[REQUEST] Update the items below by replacing "pick planner" with "grasp planner" everywhere it occurs, keeping everything else the same. Leave the pictures out of your answer.

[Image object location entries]
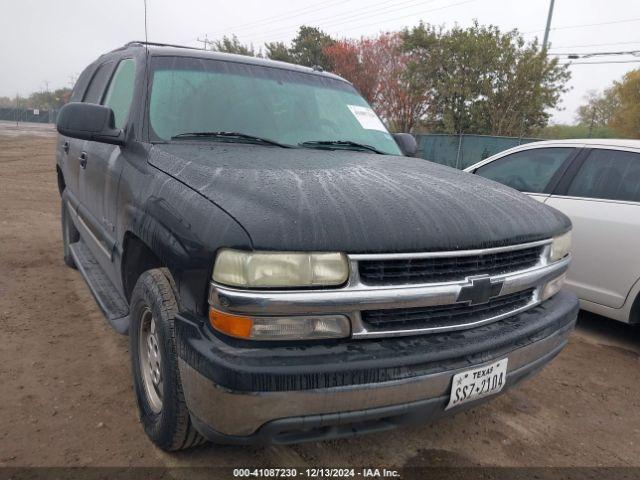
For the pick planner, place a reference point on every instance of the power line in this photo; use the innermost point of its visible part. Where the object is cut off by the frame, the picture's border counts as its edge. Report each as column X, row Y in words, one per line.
column 411, row 15
column 596, row 54
column 597, row 45
column 565, row 27
column 334, row 20
column 278, row 18
column 601, row 63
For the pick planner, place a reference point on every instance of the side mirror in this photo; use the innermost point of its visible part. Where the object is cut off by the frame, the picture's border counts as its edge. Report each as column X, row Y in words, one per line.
column 88, row 121
column 407, row 143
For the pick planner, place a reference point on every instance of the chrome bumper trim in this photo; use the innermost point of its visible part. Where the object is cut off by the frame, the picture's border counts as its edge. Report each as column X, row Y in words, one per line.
column 349, row 300
column 242, row 413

[OUTPUT FOR THIS EXERCISE]
For the grasp planner, place a reference point on every instance of the power line in this photo; use the innermost point of its visible part. Where the object is cut off by the frame, the picture's border counts as its edge. Report each as column X, row Y in words, one per line.
column 411, row 15
column 596, row 54
column 597, row 45
column 565, row 27
column 334, row 20
column 278, row 18
column 601, row 63
For the grasp planner, place a reference point on every instance of the side mirror in this photo; use the innermost point of its visible part. Where the object is cut off by the frame, the picture's border counts as its edge. Report each as column X, row Y in words, one per line.
column 88, row 121
column 407, row 143
For the grasp planner, place a reference point on every instance of the chrome bumper trim in this photo; use the innermost point of its visible part. Where the object is cut off by the frame, the picture's border counts as its edge. Report each as column X, row Y in words, one per line.
column 349, row 300
column 242, row 413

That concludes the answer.